- _Texto proporcionado_:
++++++++

Dogma de fe desde 1854
El 8 de diciembre de 1854 el Papa Pío IX proclamaba solemnemente el dogma de la Inmaculada Concepción, cuyo contenido estricto quedó sancionado con la bula Ineffabilis Deus. Con palabras muy precisas, entre otras cosas, se dice: “…declaramos, afirmamos y definimos que ha sido revelada por Dios, y por consiguiente, que debe ser creída, firme y constantemente por todos los fieles, la doctrina que sostiene que la Santísima Virgen María fue preservada inmune de toda mancha de pecado original, en el primer instante de su concepción, por singular gracia y privilegio de Dios omnipotente, en atención a los méritos de Jesucristo, salvador del género humano”. Con esta líneas os invito a todos a vivir la alegría que nace del cariño inmenso de Dios a los hombres y que la encontramos ya en la Virgen María. Son muy conocidas las palabras del Concilio Vaticano II: “Realmente, el misterio del hombre sólo se esclarece en el misterio del Verbo encarnado. Pues Adán, el primer hombre, era figura del que había de venir, es decir, de Cristo, el Señor. Cristo, el nuevo Adán, en la misma revelación del misterio del Padre y de su amor, manifiesta plenamente el hombre al propio hombre y le descubre la grandeza de su vocación… Nacido de la Virgen María, se hizo verdaderamente uno de nosotros en todo semejante a nosotros excepto en el pecado” (GS 22).

++++++++

- _Entradas del listado_:
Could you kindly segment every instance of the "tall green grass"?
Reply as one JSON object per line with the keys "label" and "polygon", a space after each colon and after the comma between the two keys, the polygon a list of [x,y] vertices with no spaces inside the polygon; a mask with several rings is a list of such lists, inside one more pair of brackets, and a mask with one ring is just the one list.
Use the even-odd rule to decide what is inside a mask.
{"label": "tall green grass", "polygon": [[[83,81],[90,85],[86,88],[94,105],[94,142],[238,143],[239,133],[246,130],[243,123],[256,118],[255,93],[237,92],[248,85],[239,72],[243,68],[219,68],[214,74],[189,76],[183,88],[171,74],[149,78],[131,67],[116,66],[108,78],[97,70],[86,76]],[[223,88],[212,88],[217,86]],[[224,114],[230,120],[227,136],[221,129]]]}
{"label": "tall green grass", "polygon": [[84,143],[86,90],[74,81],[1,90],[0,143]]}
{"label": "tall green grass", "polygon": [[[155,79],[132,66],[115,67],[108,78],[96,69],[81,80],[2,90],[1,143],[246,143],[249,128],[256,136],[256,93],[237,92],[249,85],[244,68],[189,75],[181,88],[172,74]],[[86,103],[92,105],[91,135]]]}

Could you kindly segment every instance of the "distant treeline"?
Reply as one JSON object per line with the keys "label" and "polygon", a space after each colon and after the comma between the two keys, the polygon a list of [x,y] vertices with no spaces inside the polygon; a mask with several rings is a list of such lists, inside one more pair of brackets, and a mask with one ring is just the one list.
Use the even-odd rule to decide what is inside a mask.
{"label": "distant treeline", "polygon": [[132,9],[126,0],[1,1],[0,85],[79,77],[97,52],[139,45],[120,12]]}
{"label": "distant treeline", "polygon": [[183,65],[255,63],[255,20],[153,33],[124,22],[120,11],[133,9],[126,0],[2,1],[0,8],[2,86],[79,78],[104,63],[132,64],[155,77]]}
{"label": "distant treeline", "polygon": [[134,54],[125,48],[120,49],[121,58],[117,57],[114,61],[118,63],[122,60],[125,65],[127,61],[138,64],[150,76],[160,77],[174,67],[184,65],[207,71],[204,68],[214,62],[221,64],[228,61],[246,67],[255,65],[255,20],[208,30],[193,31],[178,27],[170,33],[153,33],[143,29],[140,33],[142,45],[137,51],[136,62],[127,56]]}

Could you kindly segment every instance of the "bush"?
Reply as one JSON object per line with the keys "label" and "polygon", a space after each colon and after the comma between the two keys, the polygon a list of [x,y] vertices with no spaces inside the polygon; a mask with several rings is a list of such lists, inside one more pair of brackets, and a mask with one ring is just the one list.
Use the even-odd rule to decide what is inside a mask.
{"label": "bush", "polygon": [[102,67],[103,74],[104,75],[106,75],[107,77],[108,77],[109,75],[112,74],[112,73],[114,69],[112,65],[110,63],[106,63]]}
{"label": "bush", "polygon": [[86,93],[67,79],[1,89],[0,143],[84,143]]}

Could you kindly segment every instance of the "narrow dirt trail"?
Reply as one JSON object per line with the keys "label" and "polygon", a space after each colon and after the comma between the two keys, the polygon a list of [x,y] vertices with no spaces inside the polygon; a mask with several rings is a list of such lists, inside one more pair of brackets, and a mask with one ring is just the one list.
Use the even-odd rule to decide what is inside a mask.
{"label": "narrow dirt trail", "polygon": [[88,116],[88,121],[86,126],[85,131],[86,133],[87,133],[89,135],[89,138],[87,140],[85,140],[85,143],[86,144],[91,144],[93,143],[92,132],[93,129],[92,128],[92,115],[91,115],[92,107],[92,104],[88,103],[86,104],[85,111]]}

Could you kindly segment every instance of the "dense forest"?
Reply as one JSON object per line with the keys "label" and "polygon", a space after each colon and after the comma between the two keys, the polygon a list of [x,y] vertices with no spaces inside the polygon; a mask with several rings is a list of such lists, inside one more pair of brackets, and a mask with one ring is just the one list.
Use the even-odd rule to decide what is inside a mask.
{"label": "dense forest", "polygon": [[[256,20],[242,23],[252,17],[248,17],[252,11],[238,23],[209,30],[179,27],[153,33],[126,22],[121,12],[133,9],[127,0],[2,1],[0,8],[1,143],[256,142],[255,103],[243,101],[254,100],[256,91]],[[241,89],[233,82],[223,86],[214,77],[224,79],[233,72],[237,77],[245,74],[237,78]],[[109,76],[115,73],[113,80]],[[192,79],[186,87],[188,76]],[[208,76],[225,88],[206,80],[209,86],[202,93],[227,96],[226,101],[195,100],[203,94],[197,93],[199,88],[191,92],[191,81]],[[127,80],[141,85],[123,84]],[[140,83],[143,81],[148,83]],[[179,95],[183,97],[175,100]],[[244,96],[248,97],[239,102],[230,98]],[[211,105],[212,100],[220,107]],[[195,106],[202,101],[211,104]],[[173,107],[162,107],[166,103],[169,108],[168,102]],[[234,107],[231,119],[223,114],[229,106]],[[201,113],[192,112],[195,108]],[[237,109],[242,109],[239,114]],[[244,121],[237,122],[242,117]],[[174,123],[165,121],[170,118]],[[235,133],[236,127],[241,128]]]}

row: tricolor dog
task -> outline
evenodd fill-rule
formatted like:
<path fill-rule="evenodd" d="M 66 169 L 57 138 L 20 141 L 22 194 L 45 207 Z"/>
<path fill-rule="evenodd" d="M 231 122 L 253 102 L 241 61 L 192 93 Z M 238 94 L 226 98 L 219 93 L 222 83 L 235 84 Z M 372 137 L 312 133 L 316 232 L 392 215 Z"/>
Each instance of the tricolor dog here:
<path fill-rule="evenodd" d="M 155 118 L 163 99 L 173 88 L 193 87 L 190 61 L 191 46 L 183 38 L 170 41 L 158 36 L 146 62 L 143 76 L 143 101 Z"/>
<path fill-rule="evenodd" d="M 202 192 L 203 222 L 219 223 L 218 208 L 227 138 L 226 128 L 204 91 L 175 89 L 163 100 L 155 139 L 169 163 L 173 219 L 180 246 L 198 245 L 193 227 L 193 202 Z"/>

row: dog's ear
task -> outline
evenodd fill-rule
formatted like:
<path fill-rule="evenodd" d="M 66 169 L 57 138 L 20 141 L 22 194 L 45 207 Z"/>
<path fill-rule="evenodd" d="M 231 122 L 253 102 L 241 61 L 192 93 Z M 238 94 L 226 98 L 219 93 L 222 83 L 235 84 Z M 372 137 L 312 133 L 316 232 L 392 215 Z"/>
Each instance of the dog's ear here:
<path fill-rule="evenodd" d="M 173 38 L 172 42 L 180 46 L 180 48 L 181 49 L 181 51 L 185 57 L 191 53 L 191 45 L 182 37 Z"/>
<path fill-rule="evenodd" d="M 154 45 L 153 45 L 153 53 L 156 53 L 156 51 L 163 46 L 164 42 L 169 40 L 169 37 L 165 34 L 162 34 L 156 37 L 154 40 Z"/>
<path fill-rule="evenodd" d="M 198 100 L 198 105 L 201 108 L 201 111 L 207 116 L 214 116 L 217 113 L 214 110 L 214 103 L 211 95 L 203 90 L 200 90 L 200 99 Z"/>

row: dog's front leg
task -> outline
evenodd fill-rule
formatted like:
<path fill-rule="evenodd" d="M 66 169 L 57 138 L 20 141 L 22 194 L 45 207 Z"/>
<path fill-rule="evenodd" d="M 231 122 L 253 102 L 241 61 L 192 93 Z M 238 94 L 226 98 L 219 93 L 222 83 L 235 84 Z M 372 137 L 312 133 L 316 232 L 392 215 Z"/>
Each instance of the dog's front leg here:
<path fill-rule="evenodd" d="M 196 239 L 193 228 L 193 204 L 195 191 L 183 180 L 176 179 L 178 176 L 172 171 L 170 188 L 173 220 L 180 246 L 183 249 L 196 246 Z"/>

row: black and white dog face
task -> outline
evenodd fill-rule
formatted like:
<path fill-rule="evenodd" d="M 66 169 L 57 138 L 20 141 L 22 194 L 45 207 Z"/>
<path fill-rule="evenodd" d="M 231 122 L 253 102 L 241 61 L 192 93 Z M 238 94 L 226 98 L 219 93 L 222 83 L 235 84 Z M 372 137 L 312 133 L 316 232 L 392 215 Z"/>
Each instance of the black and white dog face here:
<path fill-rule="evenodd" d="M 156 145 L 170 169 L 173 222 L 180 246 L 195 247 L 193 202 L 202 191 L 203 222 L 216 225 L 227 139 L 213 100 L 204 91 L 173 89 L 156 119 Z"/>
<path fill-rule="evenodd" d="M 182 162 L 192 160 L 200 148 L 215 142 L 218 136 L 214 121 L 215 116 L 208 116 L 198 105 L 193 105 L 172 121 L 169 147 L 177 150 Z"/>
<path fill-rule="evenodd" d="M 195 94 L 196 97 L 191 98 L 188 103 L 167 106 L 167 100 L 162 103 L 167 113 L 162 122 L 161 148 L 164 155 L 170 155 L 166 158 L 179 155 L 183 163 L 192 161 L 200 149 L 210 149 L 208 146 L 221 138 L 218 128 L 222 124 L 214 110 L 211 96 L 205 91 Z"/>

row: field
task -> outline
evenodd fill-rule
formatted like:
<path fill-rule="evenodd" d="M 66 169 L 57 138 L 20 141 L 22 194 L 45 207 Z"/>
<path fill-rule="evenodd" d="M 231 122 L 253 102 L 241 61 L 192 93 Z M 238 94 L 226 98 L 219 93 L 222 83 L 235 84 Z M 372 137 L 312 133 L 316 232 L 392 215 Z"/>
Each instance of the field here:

++++++++

- _Tareas del ejercicio_:
1. Reproduce literalmente y completo el texto sobre la Inmaculada Concepción.
2. Del listado, toma solo la parte que abre con la línea que contiene "row: tricolor dog" y cierra con la que contiene "Each instance of the tricolor". Reescríbela sustituyendo "outline" por "contour", sin alterar nada más.

- _Conjunto de respuestas_:
1.
Dogma de fe desde 1854
El 8 de diciembre de 1854 el Papa Pío IX proclamaba solemnemente el dogma de la Inmaculada Concepción, cuyo contenido estricto quedó sancionado con la bula Ineffabilis Deus. Con palabras muy precisas, entre otras cosas, se dice: “…declaramos, afirmamos y definimos que ha sido revelada por Dios, y por consiguiente, que debe ser creída, firme y constantemente por todos los fieles, la doctrina que sostiene que la Santísima Virgen María fue preservada inmune de toda mancha de pecado original, en el primer instante de su concepción, por singular gracia y privilegio de Dios omnipotente, en atención a los méritos de Jesucristo, salvador del género humano”. Con esta líneas os invito a todos a vivir la alegría que nace del cariño inmenso de Dios a los hombres y que la encontramos ya en la Virgen María. Son muy conocidas las palabras del Concilio Vaticano II: “Realmente, el misterio del hombre sólo se esclarece en el misterio del Verbo encarnado. Pues Adán, el primer hombre, era figura del que había de venir, es decir, de Cristo, el Señor. Cristo, el nuevo Adán, en la misma revelación del misterio del Padre y de su amor, manifiesta plenamente el hombre al propio hombre y le descubre la grandeza de su vocación… Nacido de la Virgen María, se hizo verdaderamente uno de nosotros en todo semejante a nosotros excepto en el pecado” (GS 22).

2.
row: tricolor dog
task -> contour
evenodd fill-rule
formatted like:
<path fill-rule="evenodd" d="M 66 169 L 57 138 L 20 141 L 22 194 L 45 207 Z"/>
<path fill-rule="evenodd" d="M 231 122 L 253 102 L 241 61 L 192 93 Z M 238 94 L 226 98 L 219 93 L 222 83 L 235 84 Z M 372 137 L 312 133 L 316 232 L 392 215 Z"/>
Each instance of the tricolor dog here:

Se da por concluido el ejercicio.